Work to complete: It is required that all of the data be written out exactly.

BEGIN Supplied data

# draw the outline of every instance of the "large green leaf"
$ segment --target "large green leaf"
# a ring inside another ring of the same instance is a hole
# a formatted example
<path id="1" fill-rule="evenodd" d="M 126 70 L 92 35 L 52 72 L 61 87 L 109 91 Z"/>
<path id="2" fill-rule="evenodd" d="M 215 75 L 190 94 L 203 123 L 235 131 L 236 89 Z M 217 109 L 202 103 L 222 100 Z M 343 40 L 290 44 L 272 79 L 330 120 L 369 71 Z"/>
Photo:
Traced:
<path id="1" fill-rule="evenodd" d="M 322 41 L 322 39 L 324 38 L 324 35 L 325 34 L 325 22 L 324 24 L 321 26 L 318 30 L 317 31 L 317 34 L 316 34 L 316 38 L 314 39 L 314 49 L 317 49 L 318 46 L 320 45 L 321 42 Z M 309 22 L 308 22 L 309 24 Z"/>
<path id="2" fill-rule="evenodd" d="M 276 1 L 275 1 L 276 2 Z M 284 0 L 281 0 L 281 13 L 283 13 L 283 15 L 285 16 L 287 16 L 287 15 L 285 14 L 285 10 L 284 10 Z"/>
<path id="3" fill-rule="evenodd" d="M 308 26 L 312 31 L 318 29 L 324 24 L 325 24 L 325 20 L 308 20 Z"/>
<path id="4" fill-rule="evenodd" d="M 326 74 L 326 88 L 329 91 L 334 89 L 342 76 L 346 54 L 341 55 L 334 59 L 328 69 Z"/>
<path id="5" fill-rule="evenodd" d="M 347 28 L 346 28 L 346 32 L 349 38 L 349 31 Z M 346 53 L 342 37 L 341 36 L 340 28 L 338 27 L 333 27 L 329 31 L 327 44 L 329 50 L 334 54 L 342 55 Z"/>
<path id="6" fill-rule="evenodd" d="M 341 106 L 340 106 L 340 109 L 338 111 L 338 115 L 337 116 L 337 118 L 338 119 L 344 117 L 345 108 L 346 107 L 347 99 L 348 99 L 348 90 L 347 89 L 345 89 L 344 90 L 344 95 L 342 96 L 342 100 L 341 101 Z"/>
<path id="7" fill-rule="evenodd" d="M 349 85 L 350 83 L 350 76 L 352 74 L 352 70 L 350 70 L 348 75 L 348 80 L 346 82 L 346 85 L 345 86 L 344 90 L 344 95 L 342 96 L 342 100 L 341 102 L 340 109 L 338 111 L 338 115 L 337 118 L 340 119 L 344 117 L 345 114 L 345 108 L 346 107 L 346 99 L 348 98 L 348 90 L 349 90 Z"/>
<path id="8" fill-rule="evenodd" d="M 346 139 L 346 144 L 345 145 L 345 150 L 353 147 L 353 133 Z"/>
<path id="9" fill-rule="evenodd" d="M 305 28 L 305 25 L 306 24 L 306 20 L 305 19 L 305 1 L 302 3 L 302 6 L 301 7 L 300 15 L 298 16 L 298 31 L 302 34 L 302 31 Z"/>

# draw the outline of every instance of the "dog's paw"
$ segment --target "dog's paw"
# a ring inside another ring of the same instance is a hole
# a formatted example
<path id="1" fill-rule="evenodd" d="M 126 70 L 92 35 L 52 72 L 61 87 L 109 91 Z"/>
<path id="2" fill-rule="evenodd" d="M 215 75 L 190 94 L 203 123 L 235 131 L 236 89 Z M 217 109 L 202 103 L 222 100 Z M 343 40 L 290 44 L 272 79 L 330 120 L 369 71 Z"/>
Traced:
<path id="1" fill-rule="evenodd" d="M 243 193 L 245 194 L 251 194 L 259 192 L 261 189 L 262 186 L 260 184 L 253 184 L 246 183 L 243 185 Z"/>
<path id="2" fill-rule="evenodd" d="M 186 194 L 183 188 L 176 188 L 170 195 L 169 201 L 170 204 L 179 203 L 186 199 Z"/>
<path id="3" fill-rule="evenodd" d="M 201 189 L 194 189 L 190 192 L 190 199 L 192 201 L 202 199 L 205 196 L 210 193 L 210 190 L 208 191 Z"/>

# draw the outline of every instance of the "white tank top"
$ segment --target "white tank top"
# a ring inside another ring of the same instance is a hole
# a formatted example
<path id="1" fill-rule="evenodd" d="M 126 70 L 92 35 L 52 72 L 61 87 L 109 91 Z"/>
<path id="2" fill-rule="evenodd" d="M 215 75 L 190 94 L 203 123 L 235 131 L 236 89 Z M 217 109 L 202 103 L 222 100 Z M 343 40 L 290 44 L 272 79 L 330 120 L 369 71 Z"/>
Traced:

END Supplied data

Response to the exercise:
# draw the outline of every instance of the "large green leaf"
$ segment --target "large green leaf"
# a ring inside another ring of the same instance is a hole
# a formatted example
<path id="1" fill-rule="evenodd" d="M 126 70 L 92 35 L 52 72 L 61 87 L 109 91 Z"/>
<path id="2" fill-rule="evenodd" d="M 215 75 L 190 94 L 203 123 L 235 131 L 236 89 Z M 217 109 L 202 103 L 222 100 Z M 343 40 L 290 44 L 272 79 L 330 120 L 369 71 Z"/>
Photo:
Traced:
<path id="1" fill-rule="evenodd" d="M 322 41 L 322 39 L 324 38 L 324 35 L 325 34 L 325 22 L 324 24 L 321 26 L 318 30 L 317 31 L 317 34 L 316 34 L 316 38 L 314 39 L 314 49 L 317 49 L 318 46 L 320 45 L 321 42 Z M 309 22 L 308 22 L 309 24 Z"/>
<path id="2" fill-rule="evenodd" d="M 276 1 L 275 1 L 276 2 Z M 284 0 L 281 0 L 281 13 L 283 13 L 283 15 L 285 16 L 287 16 L 287 15 L 285 14 L 285 10 L 284 10 Z"/>
<path id="3" fill-rule="evenodd" d="M 308 26 L 312 31 L 318 29 L 324 24 L 325 24 L 325 20 L 308 20 Z"/>
<path id="4" fill-rule="evenodd" d="M 326 74 L 326 88 L 329 91 L 334 89 L 342 76 L 346 54 L 341 55 L 334 59 L 328 69 Z"/>
<path id="5" fill-rule="evenodd" d="M 347 28 L 346 28 L 346 32 L 349 38 L 349 31 Z M 346 53 L 342 37 L 341 36 L 340 28 L 338 27 L 333 27 L 329 31 L 327 44 L 329 50 L 334 54 L 342 55 Z"/>
<path id="6" fill-rule="evenodd" d="M 341 106 L 340 106 L 340 109 L 338 111 L 338 115 L 337 116 L 337 118 L 338 119 L 344 117 L 345 108 L 346 107 L 347 99 L 348 99 L 348 90 L 347 89 L 345 89 L 344 90 L 344 95 L 342 96 L 342 100 L 341 101 Z"/>
<path id="7" fill-rule="evenodd" d="M 349 85 L 350 83 L 350 76 L 352 74 L 352 70 L 350 70 L 348 75 L 348 80 L 346 82 L 346 85 L 345 86 L 344 90 L 344 95 L 342 96 L 342 100 L 341 102 L 340 109 L 338 111 L 338 115 L 337 118 L 340 119 L 344 117 L 345 114 L 345 108 L 346 107 L 346 99 L 348 98 L 348 90 L 349 90 Z"/>
<path id="8" fill-rule="evenodd" d="M 346 139 L 346 144 L 345 145 L 345 150 L 353 147 L 353 133 Z"/>
<path id="9" fill-rule="evenodd" d="M 305 28 L 305 25 L 306 24 L 306 20 L 305 19 L 305 1 L 302 3 L 302 6 L 301 7 L 300 15 L 298 16 L 298 31 L 302 34 L 302 31 Z"/>

# draw the outline of every instance of the "dog's paw"
$ segment --target "dog's paw"
# a ring inside another ring of the same instance is a hole
# a formatted example
<path id="1" fill-rule="evenodd" d="M 126 70 L 92 35 L 52 72 L 61 87 L 109 91 Z"/>
<path id="2" fill-rule="evenodd" d="M 215 75 L 190 94 L 203 123 L 235 131 L 236 89 Z M 217 109 L 202 103 L 222 100 Z M 343 40 L 290 44 L 272 79 L 330 120 L 369 71 Z"/>
Traced:
<path id="1" fill-rule="evenodd" d="M 243 193 L 245 194 L 251 194 L 259 192 L 261 189 L 262 186 L 260 184 L 253 184 L 246 183 L 243 185 Z"/>
<path id="2" fill-rule="evenodd" d="M 186 194 L 183 188 L 176 188 L 170 195 L 169 201 L 170 204 L 179 203 L 186 199 Z"/>
<path id="3" fill-rule="evenodd" d="M 201 189 L 194 189 L 190 192 L 190 199 L 192 201 L 202 199 L 205 196 L 210 193 L 210 190 L 208 191 Z"/>

# draw the outline of every instance of the "white tank top"
$ segment --target "white tank top"
# a ring inside another ring of the same instance is a hole
# a formatted example
<path id="1" fill-rule="evenodd" d="M 126 70 L 92 35 L 52 72 L 61 87 L 109 91 Z"/>
<path id="2" fill-rule="evenodd" d="M 215 75 L 190 94 L 203 123 L 235 131 L 236 89 Z M 217 109 L 202 103 L 222 100 Z M 343 40 L 290 44 L 272 79 L 330 120 L 369 71 Z"/>
Traced:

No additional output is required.